* [Given passage]:
<<<<

José Gregorio Hernández, revered by millions for his dedication to poor people, will be canonized alongside Mother Carmen Rendiles Martínez, the founder of a Venezuelan religious order, at a Mass in St. Peter’s Square.
Thousands of Venezuelans are expected to attend, and thousands more who couldn’t travel to Rome will mark the occasion in Caracas, where the Vatican service will be livestreamed early Sunday morning at a downtown plaza.
The Mass will also give Papua New Guinea its first saint: Peter To Rot, a layman killed in prison in 1945 for standing up for monogamous marriage at a time when polygamy was practiced. In all, seven people will be canonized in a ceremony that Pope Francis put in motion in some of his final acts as pope.
In fact, Francis approved Hernández’s canonization from his hospital room on Feb. 24, agreeing to bypass the Vatican’s typical miracle confirmation process and pronounce him a saint based on the “widespread veneration of the ‘doctor-saint’ among the faithful,” the Vatican said.
Hernández is beloved among Venezuelans, with his face plastered on street art around Caracas, in portraits in hospitals and in photos gracing individual home altars.

>>>>

* [List of tasks]:
1) Write out the stretch of the canonization passage from "Thousands of Venezuelans" through "a downtown plaza.".
2) According to the canonization passage, on what date did Francis approve Hernández's canonization?
3) Carry on the passage about Hernández's canonization from where it stops.
This data has no connection to the canonization passage.

[Data drawn from a collection]
<<<<

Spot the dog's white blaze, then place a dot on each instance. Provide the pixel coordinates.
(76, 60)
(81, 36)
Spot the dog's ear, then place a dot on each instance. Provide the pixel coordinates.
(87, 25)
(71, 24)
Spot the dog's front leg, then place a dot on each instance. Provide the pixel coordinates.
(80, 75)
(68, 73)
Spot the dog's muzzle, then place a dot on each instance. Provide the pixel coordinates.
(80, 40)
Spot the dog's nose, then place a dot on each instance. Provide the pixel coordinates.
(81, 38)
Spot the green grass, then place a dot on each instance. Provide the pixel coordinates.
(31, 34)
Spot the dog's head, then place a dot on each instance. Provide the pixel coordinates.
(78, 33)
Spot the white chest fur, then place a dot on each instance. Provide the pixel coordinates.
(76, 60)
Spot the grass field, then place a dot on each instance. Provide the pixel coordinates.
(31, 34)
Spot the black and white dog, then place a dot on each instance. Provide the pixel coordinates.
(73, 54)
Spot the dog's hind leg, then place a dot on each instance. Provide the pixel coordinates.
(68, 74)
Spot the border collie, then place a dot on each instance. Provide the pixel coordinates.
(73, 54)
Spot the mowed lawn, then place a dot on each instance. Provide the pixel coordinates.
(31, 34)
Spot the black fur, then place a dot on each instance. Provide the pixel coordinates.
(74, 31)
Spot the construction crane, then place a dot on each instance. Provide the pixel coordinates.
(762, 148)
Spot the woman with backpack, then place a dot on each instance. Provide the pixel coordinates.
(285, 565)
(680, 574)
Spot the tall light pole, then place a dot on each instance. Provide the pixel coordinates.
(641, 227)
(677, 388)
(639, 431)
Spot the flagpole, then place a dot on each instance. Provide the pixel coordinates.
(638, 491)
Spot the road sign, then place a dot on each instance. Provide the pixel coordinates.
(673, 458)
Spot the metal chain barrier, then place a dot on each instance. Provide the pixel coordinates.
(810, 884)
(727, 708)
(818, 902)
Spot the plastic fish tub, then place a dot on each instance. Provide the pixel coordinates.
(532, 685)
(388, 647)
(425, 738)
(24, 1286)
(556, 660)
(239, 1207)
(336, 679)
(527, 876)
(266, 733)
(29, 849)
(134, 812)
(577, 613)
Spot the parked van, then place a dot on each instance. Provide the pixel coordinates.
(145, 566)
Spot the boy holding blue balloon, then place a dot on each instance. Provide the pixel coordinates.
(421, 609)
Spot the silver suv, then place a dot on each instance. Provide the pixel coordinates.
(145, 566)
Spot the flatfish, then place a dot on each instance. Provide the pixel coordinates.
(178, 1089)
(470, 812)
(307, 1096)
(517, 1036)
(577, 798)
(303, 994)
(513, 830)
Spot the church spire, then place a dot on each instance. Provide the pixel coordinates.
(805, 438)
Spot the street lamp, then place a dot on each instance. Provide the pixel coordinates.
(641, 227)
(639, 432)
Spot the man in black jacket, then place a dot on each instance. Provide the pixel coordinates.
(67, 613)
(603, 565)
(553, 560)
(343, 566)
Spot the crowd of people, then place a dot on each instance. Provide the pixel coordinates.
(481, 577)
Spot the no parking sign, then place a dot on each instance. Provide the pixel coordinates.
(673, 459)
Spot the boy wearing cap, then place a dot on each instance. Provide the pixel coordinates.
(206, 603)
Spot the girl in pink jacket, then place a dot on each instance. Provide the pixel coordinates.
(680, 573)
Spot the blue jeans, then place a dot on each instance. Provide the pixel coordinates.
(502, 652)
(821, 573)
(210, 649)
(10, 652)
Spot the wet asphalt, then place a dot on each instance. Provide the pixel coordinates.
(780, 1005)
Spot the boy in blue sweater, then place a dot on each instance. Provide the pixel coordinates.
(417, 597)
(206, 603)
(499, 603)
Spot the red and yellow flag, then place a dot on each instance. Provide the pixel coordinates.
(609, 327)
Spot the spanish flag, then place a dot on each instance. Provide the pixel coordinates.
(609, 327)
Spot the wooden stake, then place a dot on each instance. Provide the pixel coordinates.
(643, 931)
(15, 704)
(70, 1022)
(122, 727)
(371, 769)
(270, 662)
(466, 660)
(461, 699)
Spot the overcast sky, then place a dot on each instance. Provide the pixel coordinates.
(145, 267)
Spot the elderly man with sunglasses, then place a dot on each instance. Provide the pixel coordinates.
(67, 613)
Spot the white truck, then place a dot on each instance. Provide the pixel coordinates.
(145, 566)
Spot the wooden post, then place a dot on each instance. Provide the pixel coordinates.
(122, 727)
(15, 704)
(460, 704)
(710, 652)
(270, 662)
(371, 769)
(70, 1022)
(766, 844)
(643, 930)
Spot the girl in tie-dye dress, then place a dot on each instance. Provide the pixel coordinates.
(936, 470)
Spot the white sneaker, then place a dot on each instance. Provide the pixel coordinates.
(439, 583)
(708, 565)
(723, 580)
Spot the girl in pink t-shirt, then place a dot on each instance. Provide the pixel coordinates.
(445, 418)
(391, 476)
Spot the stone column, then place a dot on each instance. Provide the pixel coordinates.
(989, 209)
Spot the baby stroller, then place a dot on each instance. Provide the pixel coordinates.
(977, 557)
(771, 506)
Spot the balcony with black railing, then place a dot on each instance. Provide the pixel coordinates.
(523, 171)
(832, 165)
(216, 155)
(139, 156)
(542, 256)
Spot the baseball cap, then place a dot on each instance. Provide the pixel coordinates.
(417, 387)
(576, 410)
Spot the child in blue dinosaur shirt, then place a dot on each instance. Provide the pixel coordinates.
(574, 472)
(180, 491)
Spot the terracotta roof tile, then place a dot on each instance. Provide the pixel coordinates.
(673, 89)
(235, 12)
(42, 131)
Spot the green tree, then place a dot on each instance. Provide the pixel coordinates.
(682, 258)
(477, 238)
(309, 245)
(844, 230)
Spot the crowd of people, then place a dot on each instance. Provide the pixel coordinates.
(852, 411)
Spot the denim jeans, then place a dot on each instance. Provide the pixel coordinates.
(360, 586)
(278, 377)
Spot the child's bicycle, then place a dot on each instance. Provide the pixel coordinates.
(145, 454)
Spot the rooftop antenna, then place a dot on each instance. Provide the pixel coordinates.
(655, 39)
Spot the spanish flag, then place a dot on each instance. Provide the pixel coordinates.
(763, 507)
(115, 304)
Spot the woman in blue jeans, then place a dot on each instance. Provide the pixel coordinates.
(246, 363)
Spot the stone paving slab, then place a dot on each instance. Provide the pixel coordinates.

>>>>

* [Response list]:
1)
Thousands of Venezuelans are expected to attend, and thousands more who couldn’t travel to Rome will mark the occasion in Caracas, where the Vatican service will be livestreamed early Sunday morning at a downtown plaza.

2) Feb. 24

3)
As a doctor in Caracas during the late 1800s and early 1900s, he refused to take money from poor people for his services and often gave them money for medicine, earning the nickname “doctor of the poor.” He was killed in 1919 while crossing a street shortly after picking up some medicine at a pharmacy to bring to a poor elderly woman.
He became a religious icon after his death, and when Pope John Paul II visited Venezuela in February 1996, he received a petition signed by 5 million people — almost one in four Venezuelans — asking that he declare Hernández a saint.
“For them, this is indeed a national event of the highest order,” said Silvia Correale, who spearheaded his sainthood case. “Certainly, the canonization of José Gregorio is desired by all the Venezuelan people, and has been waited for by all the people.”
Arquímides Blanco, 60, said he wasn’t a particular fan of Hernández but recognized the significance of his canonization for Venezuela now. Blanco was a member of a cultural collective commissioned to paint the streets surrounding the church of the emblematic parish of La Pastora, as part of the preparations for the canonization.
“I may not be a big fan of José Gregorio as such, but I understand that he is Venezuelan and that his canonization in the context of the whole geopolitical situation is important,” he said.